• **Required action**
Summarize the blog post below about the novel Peace Like a River in two sentences.

• **Page excerpt**
Jan 31, 2009

Peace Like A River


I have long wanted to share a book with you: Peace Like a River by Leif Enger.
It was recommended by John Piper; so I read it.

While Peace Like a River is fiction, it is important in ways that fiction should be. Many classic works have this same quality, both engrossing and readable, but spine-tingling important. This is one of them for me.

I have been trying to write this post for three weeks, but just can't seem to do it justice. I'll try.

The setting is 1962 Minnesota, small town. The narrator is an 11-yr old boy, Reuben Land. He reminds me of Scout Finch. The language has a poetic, earthy quality to it, one of small town America. His words sometimes are funny, youthful and sincere....and his sister's words are overly dramatic as only a young girl's can be.

Trouble is about to enter the lives of Reuben, his father Jeremiah, his older brother Davy and sister Swede, but it isn't the plot which drives the story. It is the characters and how they dealt with each other and the plot which remain with me, now several weeks after reading the book. While the father, Jeremiah, is uncompromising,he is fascinating. He leads his children as no father I know; he seems both smaller and larger than life..... I wish I'd met him. I think he'd see me, really see me and...I'd want to follow his instruction.

(Excerpts from a dataset)
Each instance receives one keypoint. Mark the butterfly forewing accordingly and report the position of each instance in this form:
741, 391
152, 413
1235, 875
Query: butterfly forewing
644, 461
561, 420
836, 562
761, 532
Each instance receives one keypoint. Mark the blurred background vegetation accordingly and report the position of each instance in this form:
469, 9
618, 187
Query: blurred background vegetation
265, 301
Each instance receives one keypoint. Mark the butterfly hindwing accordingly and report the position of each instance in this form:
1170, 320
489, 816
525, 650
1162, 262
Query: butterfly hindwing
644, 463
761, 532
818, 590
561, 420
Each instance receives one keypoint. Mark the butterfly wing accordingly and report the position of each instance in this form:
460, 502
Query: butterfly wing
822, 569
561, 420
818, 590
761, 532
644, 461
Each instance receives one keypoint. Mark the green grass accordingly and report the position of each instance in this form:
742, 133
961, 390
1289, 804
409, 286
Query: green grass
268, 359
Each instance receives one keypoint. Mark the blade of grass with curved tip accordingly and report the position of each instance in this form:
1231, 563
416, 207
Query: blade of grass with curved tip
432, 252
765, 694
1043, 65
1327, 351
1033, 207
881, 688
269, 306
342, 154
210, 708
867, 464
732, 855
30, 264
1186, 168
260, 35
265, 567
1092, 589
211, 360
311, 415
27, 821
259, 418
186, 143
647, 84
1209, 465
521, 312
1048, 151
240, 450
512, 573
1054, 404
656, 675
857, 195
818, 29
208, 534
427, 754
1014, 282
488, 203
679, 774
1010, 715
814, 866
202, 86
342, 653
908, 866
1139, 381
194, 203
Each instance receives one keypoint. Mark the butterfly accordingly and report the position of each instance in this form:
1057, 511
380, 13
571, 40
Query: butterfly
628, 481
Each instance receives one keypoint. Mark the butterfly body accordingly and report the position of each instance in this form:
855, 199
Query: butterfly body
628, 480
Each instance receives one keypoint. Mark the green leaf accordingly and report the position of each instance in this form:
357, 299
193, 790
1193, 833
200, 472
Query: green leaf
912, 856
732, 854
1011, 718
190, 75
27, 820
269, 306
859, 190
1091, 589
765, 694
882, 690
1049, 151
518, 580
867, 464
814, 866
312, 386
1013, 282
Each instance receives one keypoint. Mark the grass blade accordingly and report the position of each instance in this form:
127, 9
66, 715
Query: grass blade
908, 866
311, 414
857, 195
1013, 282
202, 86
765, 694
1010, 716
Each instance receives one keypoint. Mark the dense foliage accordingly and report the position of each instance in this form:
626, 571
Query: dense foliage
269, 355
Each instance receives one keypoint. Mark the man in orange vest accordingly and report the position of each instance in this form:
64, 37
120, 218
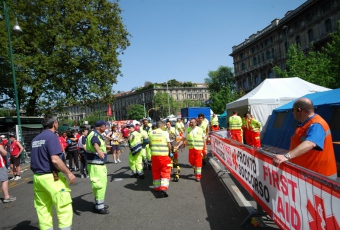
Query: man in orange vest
311, 145
255, 127
235, 127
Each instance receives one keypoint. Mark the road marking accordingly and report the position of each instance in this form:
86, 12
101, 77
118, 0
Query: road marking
244, 201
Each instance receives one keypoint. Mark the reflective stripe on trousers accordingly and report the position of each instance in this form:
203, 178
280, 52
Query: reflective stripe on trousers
195, 160
136, 163
98, 177
161, 170
48, 192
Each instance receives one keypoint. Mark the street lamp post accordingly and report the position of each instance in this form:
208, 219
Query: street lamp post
167, 90
287, 45
16, 28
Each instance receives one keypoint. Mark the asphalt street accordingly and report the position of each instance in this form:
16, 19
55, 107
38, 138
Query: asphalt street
214, 203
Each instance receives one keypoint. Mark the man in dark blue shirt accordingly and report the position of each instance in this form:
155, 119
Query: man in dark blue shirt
50, 186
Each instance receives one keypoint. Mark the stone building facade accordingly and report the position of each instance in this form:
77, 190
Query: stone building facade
311, 22
199, 93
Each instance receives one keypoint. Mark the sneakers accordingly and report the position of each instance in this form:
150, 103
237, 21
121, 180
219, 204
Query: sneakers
102, 211
17, 178
134, 175
84, 176
105, 207
9, 199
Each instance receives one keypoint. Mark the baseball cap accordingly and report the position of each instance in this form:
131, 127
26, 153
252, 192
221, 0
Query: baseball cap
100, 123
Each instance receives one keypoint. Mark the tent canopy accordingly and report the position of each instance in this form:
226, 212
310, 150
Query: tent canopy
282, 125
270, 94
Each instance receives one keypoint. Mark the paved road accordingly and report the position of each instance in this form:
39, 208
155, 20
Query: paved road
212, 203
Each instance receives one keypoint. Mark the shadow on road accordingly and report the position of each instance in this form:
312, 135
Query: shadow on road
23, 225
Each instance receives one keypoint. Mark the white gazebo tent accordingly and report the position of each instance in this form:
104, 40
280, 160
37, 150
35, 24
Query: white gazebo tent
270, 94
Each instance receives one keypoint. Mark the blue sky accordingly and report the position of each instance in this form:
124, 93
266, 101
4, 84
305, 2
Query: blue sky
185, 39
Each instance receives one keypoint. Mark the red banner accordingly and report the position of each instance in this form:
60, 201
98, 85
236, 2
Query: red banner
109, 111
294, 197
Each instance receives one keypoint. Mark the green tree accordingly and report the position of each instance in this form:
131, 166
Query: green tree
174, 83
221, 85
135, 112
313, 68
68, 52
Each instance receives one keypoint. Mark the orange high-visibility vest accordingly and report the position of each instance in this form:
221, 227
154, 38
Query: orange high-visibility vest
322, 162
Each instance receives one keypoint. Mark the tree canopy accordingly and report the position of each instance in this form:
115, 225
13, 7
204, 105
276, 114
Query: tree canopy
135, 112
318, 67
68, 52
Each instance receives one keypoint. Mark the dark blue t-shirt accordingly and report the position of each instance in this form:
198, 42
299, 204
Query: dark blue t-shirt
45, 145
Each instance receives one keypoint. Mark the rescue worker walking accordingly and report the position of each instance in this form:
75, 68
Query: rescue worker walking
145, 142
148, 128
96, 158
50, 186
174, 152
179, 126
214, 123
195, 138
235, 127
161, 162
135, 157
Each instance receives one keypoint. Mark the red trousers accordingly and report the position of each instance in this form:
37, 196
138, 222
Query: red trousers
255, 139
236, 134
215, 128
161, 170
195, 160
248, 137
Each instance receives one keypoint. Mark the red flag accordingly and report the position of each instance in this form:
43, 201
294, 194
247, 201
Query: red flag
109, 111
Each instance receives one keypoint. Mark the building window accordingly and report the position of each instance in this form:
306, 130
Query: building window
310, 35
298, 41
243, 66
270, 74
254, 61
328, 25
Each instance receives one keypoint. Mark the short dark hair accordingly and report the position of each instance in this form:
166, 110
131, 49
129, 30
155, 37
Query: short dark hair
48, 122
201, 115
82, 130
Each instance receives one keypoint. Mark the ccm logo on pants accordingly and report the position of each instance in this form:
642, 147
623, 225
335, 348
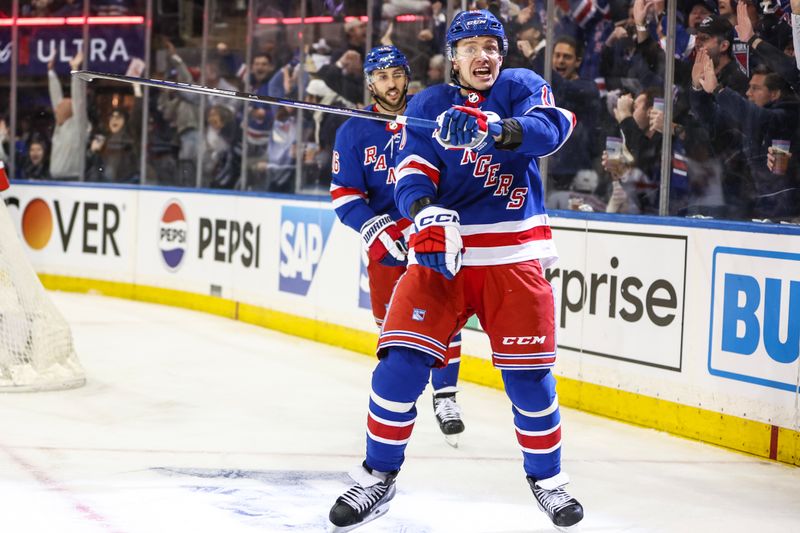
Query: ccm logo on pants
524, 340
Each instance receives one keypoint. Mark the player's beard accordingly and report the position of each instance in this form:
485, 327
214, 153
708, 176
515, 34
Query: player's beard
387, 106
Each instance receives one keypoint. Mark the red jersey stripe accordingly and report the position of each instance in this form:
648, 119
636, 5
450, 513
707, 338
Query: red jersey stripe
346, 191
540, 442
429, 171
487, 240
385, 431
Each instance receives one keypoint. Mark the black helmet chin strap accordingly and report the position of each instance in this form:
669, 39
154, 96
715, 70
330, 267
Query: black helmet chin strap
455, 79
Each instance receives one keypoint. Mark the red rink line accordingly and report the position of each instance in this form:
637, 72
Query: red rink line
52, 485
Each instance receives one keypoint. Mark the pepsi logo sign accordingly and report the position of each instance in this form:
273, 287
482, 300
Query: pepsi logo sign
172, 235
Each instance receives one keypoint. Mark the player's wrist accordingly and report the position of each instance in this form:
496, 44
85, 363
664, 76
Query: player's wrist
418, 205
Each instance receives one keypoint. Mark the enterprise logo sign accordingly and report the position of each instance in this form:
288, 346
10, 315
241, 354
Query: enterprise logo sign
755, 317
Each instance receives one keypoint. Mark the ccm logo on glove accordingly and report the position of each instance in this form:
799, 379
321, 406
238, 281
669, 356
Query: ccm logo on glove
438, 218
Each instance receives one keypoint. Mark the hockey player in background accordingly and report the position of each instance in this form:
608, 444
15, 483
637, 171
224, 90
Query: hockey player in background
362, 190
480, 243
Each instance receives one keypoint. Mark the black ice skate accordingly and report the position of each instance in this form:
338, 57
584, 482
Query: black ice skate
562, 509
363, 502
448, 414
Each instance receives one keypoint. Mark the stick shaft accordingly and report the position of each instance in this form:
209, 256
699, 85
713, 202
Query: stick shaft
88, 75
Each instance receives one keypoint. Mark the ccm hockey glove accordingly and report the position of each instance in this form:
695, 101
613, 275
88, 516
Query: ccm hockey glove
384, 241
466, 127
437, 242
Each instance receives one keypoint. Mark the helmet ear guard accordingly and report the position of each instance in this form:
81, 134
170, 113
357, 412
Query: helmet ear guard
382, 57
478, 23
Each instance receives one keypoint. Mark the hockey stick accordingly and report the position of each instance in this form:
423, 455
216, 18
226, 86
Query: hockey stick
88, 75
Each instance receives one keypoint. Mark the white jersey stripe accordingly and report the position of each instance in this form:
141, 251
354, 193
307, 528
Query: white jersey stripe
389, 405
538, 414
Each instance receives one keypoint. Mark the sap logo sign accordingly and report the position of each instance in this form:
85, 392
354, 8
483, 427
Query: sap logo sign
755, 317
303, 234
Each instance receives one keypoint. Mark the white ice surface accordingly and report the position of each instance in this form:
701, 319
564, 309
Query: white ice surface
195, 423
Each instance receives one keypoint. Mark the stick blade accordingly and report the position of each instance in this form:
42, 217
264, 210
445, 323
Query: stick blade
84, 75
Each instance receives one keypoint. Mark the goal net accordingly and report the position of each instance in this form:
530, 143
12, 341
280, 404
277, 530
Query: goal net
36, 349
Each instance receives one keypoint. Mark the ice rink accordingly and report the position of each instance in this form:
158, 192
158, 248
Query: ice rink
195, 423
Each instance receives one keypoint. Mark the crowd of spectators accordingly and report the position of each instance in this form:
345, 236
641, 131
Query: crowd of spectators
734, 104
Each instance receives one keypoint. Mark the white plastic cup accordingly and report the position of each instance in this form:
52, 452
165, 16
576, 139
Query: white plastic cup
780, 151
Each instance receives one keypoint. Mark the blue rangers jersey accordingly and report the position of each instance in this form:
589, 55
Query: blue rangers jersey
498, 193
363, 174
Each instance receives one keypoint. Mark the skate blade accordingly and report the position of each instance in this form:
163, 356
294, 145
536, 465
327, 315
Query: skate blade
567, 529
377, 513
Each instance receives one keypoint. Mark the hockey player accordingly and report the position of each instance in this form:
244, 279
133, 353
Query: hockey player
481, 241
362, 189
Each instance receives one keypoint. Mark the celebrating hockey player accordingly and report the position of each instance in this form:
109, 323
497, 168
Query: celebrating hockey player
362, 189
480, 242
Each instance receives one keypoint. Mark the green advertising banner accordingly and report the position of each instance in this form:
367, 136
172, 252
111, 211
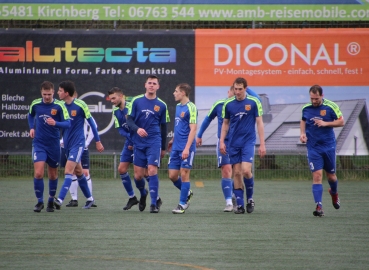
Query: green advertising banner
194, 12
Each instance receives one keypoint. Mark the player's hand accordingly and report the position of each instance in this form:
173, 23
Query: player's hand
222, 148
50, 121
142, 133
198, 142
303, 138
99, 147
262, 150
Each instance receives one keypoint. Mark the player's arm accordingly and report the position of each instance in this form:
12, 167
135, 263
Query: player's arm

• **Response to this exercise**
The blog post recommends Peace Like a River by Leif Enger, a novel the writer read on John Piper's recommendation and considers important in the way fiction should be. Set in a small Minnesota town in 1962 and narrated by eleven-year-old Reuben Land, the book stays with the writer less for its plot than for its characters, especially the uncompromising but fascinating father, Jeremiah.